Retype the tail of the data exactly, starting at the line containing "Could you please indicate the blue sky" and stopping at the last line.
### INPUT RECORDS
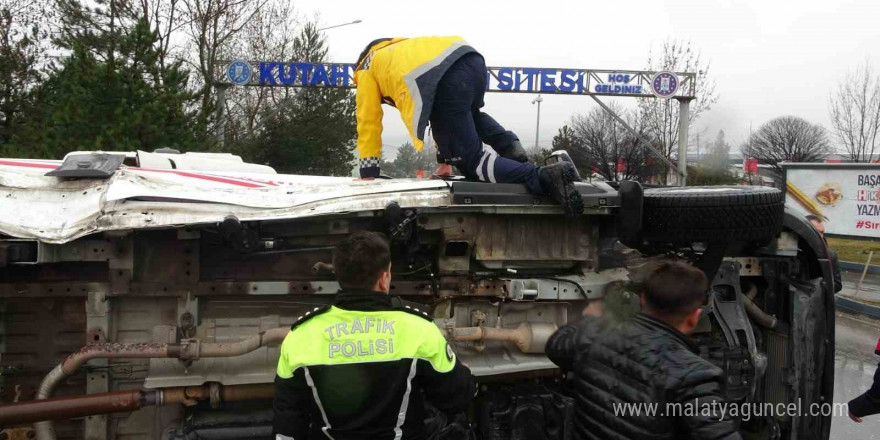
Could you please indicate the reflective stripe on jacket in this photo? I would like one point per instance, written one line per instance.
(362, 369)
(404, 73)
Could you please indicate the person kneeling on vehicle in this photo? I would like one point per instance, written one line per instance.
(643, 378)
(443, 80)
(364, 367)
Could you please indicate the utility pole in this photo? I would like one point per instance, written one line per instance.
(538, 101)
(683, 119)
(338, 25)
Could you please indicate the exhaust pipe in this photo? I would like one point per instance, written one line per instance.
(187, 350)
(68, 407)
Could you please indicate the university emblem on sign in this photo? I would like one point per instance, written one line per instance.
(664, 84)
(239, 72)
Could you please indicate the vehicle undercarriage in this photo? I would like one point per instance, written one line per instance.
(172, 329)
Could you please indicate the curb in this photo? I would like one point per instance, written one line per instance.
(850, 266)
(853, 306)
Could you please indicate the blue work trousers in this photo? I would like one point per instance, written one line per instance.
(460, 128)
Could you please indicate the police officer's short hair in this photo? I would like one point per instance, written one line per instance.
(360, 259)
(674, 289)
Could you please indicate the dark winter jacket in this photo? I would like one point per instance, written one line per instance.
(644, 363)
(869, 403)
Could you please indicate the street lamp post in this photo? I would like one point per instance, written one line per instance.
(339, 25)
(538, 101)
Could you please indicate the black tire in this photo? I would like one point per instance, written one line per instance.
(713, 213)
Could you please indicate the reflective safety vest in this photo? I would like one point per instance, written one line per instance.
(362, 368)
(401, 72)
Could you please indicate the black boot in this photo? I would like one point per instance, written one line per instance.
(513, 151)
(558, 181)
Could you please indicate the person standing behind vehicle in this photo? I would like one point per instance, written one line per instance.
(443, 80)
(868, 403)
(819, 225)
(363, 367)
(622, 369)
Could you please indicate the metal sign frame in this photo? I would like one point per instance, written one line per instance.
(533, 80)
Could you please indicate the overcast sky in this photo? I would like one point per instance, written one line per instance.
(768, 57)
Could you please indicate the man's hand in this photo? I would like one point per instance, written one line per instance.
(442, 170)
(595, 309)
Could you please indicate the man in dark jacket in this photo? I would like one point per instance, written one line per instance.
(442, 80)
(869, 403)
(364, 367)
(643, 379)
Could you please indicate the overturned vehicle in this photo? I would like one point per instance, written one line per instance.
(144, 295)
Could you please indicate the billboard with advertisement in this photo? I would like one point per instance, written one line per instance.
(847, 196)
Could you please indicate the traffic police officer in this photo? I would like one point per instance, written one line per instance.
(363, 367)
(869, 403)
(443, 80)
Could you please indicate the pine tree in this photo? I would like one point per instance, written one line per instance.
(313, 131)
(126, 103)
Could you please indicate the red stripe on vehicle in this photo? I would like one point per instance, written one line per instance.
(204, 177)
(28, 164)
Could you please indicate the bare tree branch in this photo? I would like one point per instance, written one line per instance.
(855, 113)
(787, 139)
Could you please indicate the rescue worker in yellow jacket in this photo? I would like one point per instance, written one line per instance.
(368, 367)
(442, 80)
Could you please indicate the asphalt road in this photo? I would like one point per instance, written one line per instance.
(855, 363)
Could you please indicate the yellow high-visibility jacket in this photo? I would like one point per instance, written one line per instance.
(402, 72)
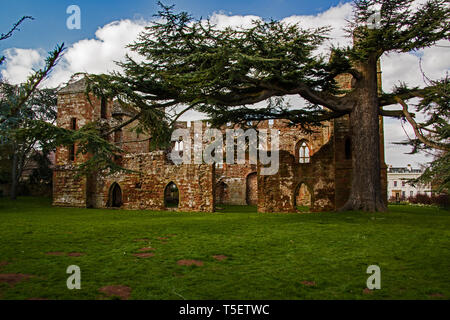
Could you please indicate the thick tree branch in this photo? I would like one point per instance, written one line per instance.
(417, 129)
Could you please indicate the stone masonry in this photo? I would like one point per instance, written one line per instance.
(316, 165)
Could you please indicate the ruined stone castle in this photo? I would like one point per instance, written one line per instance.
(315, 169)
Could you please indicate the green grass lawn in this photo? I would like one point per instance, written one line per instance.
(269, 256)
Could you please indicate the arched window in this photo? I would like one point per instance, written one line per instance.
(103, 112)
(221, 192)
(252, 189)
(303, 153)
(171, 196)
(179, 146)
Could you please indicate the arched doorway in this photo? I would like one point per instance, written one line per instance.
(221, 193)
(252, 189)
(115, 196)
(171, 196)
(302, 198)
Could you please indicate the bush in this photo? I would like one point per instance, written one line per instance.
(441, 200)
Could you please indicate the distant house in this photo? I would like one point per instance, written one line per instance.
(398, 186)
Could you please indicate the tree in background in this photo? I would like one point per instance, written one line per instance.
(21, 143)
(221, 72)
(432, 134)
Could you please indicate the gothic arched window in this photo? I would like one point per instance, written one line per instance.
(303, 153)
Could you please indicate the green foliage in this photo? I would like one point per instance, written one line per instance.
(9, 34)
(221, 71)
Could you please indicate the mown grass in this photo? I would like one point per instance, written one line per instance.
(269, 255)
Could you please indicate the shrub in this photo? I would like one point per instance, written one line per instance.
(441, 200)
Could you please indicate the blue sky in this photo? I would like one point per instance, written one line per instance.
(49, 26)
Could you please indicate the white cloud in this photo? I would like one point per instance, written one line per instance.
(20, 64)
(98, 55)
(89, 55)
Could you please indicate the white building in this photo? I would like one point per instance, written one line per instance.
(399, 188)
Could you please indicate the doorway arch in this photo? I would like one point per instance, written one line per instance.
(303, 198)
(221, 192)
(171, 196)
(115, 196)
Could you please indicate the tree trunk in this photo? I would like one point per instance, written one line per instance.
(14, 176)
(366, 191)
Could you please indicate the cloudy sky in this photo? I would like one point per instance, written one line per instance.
######
▶ _OUTPUT FOR THIS TASK_:
Could you please indicate the blue sky in this photo? I would like one point per instance, written one line per instance.
(49, 26)
Could you please indicate the white cloud in this photo? I would like one point per instance, written one line per instance.
(20, 64)
(98, 55)
(89, 55)
Could you please indicate the white building in this photo? I would like one point per instance, written one line per instance.
(399, 188)
Could you please indicate the doorway arch in this photo? I would like one point per instance, written one line per instance.
(303, 198)
(221, 192)
(171, 196)
(115, 196)
Could you please indicate the tree trunk in this photo? I would like one point per instance, written one line per instance.
(14, 176)
(366, 191)
Could you please indicate the cloudy sky in this photo? I would like one point per instance, written one line per instance.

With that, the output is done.